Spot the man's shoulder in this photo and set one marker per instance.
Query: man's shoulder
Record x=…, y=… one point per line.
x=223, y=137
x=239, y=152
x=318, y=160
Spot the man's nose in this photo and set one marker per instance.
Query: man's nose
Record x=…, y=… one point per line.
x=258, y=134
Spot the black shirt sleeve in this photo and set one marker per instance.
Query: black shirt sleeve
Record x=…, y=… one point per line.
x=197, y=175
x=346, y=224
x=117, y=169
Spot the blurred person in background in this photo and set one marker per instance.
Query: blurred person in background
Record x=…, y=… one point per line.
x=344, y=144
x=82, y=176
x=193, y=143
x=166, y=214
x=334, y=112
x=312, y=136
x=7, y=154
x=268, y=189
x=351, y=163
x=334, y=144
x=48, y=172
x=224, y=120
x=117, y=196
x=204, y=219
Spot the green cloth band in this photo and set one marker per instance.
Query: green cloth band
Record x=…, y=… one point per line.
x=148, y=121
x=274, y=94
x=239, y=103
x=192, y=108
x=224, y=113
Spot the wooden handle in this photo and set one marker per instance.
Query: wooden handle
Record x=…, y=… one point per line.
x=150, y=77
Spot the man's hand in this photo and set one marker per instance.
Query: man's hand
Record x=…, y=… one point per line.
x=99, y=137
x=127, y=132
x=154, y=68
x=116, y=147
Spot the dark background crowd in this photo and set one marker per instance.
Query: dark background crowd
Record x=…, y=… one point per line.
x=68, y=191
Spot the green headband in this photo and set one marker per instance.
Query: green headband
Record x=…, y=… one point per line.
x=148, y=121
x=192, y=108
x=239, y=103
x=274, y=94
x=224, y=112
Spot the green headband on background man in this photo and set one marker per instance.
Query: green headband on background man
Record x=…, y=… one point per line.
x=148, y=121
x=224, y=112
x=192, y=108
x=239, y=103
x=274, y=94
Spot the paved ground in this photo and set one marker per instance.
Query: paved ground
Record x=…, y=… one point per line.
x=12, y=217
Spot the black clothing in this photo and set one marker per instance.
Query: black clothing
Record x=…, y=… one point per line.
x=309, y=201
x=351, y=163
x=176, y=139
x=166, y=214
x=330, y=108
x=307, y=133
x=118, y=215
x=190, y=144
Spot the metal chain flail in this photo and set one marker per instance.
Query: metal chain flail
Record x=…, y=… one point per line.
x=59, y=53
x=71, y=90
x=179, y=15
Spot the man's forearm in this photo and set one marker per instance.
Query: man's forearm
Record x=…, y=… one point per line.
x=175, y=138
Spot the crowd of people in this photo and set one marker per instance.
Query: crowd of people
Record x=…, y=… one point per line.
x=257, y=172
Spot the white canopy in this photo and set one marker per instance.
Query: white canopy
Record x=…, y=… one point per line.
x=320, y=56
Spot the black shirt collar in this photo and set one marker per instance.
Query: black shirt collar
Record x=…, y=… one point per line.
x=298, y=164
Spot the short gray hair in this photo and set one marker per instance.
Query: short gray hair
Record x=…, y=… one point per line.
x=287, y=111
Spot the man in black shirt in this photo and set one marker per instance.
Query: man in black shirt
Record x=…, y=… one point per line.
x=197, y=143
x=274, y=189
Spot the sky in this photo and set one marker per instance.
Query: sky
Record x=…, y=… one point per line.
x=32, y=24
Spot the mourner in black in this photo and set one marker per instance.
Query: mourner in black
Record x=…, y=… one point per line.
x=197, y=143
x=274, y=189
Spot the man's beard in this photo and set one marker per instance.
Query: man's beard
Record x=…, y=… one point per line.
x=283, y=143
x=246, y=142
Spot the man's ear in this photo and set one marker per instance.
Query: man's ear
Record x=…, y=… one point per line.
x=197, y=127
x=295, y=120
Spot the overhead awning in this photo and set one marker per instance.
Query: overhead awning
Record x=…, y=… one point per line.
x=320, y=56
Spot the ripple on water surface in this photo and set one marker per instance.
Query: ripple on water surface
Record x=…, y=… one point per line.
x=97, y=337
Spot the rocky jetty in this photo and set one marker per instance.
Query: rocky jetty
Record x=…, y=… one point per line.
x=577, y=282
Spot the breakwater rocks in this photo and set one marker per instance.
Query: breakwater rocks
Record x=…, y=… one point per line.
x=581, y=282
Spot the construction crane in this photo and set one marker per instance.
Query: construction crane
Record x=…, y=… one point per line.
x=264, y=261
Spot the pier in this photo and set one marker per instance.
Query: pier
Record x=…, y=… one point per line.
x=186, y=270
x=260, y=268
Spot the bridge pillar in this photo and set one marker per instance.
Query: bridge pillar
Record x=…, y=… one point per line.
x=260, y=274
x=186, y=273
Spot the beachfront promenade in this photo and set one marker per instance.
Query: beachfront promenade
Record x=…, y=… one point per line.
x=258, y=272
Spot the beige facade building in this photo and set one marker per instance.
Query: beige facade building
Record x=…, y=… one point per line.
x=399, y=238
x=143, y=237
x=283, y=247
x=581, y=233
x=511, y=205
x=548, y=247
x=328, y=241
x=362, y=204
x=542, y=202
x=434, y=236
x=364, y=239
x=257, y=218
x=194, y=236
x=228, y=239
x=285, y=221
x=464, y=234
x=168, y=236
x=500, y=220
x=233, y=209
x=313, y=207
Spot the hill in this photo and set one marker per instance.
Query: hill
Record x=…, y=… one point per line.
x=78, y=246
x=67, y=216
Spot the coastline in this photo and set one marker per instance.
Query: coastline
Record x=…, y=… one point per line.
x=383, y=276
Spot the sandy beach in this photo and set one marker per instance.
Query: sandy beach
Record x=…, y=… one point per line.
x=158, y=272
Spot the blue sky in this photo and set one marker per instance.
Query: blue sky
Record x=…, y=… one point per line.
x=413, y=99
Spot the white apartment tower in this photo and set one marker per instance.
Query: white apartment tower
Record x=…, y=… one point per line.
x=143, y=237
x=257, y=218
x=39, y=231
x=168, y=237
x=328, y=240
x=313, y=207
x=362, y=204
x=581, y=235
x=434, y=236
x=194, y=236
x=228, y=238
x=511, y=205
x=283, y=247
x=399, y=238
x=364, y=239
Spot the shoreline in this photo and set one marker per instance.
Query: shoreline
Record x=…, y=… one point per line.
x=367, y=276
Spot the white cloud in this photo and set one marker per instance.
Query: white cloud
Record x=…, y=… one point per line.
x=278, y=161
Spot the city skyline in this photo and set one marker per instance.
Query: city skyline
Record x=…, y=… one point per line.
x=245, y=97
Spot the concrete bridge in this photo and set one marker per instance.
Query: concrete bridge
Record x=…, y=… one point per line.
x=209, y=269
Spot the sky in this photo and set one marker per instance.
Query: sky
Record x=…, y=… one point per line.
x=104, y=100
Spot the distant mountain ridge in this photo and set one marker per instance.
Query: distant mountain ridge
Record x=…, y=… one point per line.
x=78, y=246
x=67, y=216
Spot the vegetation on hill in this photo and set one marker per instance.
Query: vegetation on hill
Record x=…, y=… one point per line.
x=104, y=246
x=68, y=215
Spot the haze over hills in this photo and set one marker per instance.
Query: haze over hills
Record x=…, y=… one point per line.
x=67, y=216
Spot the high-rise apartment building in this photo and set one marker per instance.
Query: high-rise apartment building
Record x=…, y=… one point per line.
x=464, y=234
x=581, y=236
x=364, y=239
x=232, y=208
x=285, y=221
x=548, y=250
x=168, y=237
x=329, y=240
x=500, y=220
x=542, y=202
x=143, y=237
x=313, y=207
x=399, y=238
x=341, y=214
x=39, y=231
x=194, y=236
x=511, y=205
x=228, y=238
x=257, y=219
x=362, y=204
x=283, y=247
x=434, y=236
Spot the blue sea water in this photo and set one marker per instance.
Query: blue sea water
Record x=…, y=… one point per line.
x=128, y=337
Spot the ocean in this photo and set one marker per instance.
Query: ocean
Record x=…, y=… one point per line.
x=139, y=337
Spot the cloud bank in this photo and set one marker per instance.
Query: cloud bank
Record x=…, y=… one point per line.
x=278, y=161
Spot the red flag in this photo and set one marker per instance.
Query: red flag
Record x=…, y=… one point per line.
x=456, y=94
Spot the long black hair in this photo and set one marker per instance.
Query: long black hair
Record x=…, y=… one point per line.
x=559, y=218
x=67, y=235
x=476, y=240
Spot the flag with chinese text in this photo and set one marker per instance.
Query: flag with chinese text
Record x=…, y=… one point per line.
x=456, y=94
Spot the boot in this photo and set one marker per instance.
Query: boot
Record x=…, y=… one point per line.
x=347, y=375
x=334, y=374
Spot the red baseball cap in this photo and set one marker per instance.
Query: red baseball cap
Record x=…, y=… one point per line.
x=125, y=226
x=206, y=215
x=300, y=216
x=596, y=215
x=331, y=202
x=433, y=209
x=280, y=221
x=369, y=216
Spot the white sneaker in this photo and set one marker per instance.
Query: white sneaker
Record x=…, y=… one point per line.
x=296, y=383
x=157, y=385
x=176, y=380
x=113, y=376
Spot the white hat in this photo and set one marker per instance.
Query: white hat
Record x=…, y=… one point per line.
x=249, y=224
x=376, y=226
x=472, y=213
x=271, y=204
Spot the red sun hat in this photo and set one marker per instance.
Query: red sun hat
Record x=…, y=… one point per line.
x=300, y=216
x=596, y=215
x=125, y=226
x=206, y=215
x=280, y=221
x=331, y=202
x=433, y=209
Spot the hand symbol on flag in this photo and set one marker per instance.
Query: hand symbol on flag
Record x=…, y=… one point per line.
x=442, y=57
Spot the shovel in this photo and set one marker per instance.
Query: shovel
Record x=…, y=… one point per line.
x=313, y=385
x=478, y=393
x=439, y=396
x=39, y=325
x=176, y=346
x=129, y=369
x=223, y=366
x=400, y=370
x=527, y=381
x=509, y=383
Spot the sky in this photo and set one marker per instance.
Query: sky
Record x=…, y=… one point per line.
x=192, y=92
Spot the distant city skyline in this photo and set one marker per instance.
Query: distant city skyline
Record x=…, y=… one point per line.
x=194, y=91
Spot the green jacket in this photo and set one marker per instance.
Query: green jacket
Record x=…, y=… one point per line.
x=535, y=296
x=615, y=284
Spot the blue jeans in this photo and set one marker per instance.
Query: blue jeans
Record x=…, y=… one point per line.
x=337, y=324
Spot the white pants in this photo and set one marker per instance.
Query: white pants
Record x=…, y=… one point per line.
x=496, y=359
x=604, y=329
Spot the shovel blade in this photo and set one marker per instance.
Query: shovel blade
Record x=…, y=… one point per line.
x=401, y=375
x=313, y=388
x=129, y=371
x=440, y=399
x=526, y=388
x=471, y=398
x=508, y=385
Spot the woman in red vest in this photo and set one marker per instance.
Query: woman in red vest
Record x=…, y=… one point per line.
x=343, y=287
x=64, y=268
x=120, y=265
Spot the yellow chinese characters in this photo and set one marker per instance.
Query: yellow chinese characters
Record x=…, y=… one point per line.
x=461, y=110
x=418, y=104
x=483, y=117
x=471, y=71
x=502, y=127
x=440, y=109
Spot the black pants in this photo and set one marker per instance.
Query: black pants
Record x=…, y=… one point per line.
################
Could you edit the lines starting at the one that contains "Spot the pier" and ending at the one that contains "x=413, y=99", so that "beachfront promenade" becomes "seaside walkway" and nothing else changes?

Spot the pier in this photo and set one marker per instance.
Query: pier
Record x=…, y=… one point per line.
x=186, y=270
x=260, y=268
Spot the bridge pillar in this photo and set one marker per instance.
Query: bridge pillar
Record x=…, y=… one point per line.
x=260, y=274
x=186, y=273
Spot the seaside walkway in this photo and set one marker per instance.
Query: seaside walkway
Record x=…, y=… one point per line.
x=258, y=272
Spot the beige facade building in this photo and set one marker per instance.
Query: beige facade building
Record x=…, y=… one point per line.
x=399, y=238
x=143, y=237
x=283, y=247
x=581, y=233
x=511, y=205
x=548, y=247
x=328, y=241
x=362, y=204
x=542, y=202
x=434, y=236
x=364, y=239
x=257, y=218
x=194, y=236
x=228, y=239
x=285, y=221
x=464, y=234
x=168, y=236
x=500, y=220
x=233, y=209
x=313, y=207
Spot the hill in this photo and set one marker per instance.
Query: hill
Record x=…, y=… one point per line.
x=78, y=246
x=67, y=216
Spot the coastline in this photo and set one marker per instance.
Query: coastline
Record x=…, y=… one point per line.
x=383, y=276
Spot the sandy beach in this photo and set one marker per instance.
Query: sandy beach
Record x=…, y=… one point per line.
x=158, y=272
Spot the blue sky in this photo and set one marker per instance.
Query: blue sky
Record x=…, y=… one point per line.
x=413, y=99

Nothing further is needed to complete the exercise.